Shift every answer's pixel coordinates by adding 58 to each number, and write the records out again with the requests included. Begin at the line that has "[pin] turquoise water" and stop after the last line of the records.

═════ Exercise materials

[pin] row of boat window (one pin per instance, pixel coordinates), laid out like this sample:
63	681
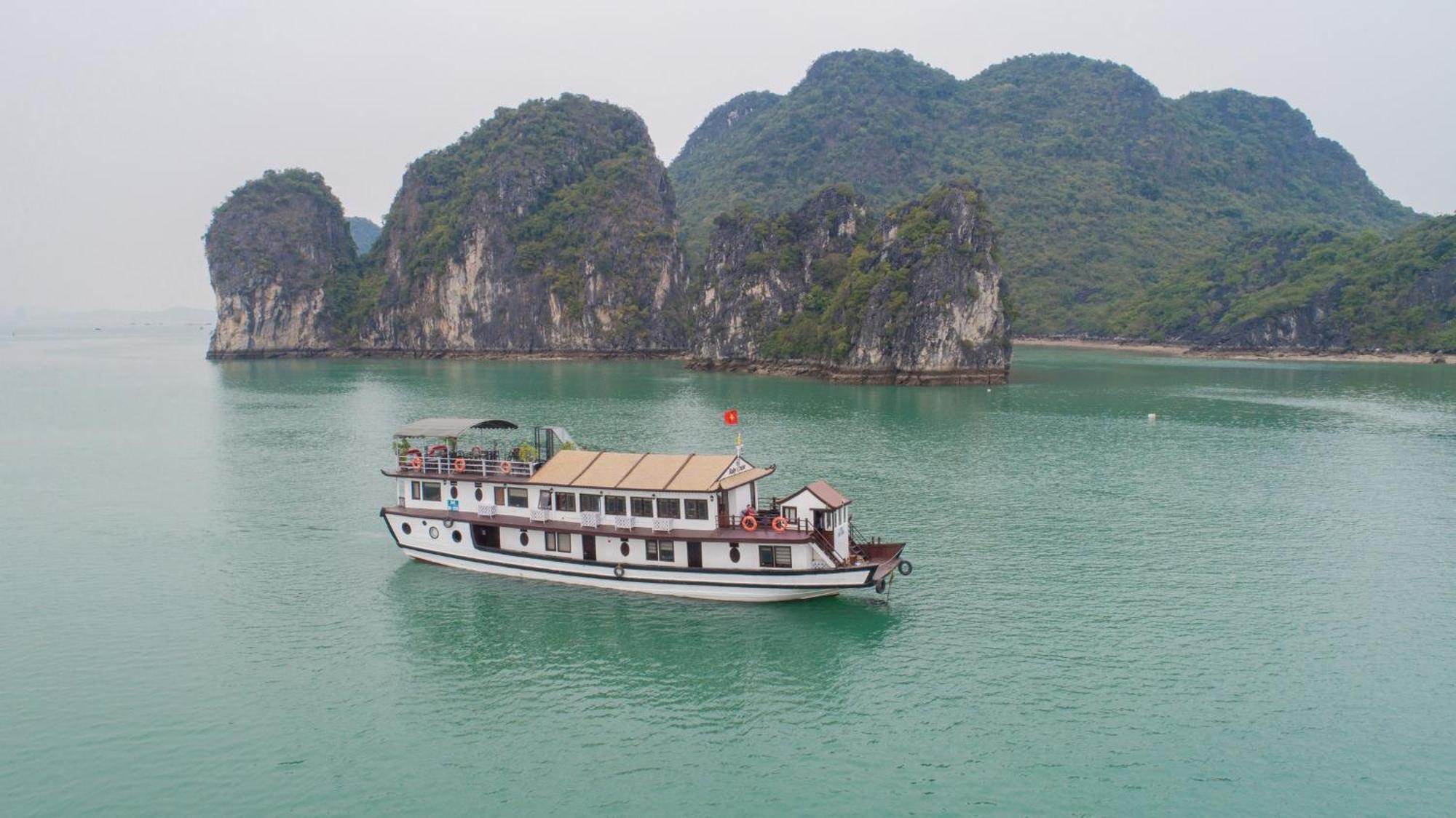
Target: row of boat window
668	509
657	551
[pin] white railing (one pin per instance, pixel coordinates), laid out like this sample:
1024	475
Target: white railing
462	466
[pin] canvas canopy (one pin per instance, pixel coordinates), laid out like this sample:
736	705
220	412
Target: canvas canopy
451	427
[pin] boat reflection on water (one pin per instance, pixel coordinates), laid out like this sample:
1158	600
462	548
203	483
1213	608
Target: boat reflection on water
494	637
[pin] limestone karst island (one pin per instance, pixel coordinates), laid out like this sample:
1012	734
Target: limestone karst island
882	223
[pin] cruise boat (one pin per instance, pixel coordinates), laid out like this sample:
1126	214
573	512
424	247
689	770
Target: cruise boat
670	525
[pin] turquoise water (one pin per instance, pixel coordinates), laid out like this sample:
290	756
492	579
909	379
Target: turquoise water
1244	608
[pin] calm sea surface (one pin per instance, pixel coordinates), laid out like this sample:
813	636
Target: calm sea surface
1247	606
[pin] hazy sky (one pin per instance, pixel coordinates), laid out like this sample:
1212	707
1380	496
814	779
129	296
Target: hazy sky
127	123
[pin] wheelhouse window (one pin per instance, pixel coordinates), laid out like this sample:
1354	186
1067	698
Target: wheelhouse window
660	551
775	557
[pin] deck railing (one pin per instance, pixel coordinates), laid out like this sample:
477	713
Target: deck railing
462	466
765	517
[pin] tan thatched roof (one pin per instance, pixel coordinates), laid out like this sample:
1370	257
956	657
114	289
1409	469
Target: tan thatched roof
643	472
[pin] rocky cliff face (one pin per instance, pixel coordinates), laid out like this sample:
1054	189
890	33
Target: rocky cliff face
1099	181
551	231
548	229
273	250
914	299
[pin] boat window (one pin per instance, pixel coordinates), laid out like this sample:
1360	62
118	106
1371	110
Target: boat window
775	557
660	551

══════════

The output:
[pin] turquoise water (one pin per instance, pixel coordinates), laid out like this sample:
290	756
492	579
909	379
Target: turquoise water
1302	666
[pin] calm sea surface (one pin per instance, pixel coordinates), laid out like this sample:
813	636
Target: calm sea surface
1305	664
[pin] hazy sky (one pin per instance, pixel coordinates), laid out like this sample:
1212	707
1380	496
814	779
129	296
Target: hazy sky
185	181
[pin] wheelhouse window (one pin per instance, pixel coordinates), laid out like this sample:
1354	186
1067	698
Target: wheelhouse window
718	609
833	615
[pin] deck railing (one pin per instance, pixel coordinates), laid out like this sample:
477	713
Target: deck railing
520	524
823	575
[pin] tan thatched roof (one pin per instance, pixel coordinates), laid out like this sample:
1370	257
956	657
114	289
1409	469
Target: tan thatched roof
701	530
[pin] rocky cliff face (one pin per instance, pixel coordinates), laid out like this sample:
1054	189
890	33
Target: rocky cliff face
1157	239
609	289
606	287
331	308
972	357
[pin] boat window (one pin per instance, pixel coordinates), laid out like this sample:
1360	62
118	106
1371	110
Target: boat window
833	615
718	609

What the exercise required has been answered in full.